=== Written task ===
Please rewrite all the lines in the entries below, requests included, with every coordinate in the answers multiplied by 1.55 and rounded to the nearest whole number, halves rounded up. Leave the numbers in the requests and their format samples unchanged, and leave the pictures out.

=== Dataset excerpts on object pointing ===
* begin *

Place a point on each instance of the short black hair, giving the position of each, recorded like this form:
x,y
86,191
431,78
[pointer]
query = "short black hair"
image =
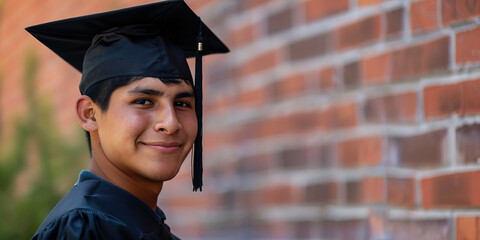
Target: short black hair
x,y
101,92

* end *

=== Response ===
Place a point on each instance of the short black hair, giving the position of each, recorded like this form:
x,y
86,191
431,78
[pointer]
query = "short black hair"
image =
Target: short black hair
x,y
157,143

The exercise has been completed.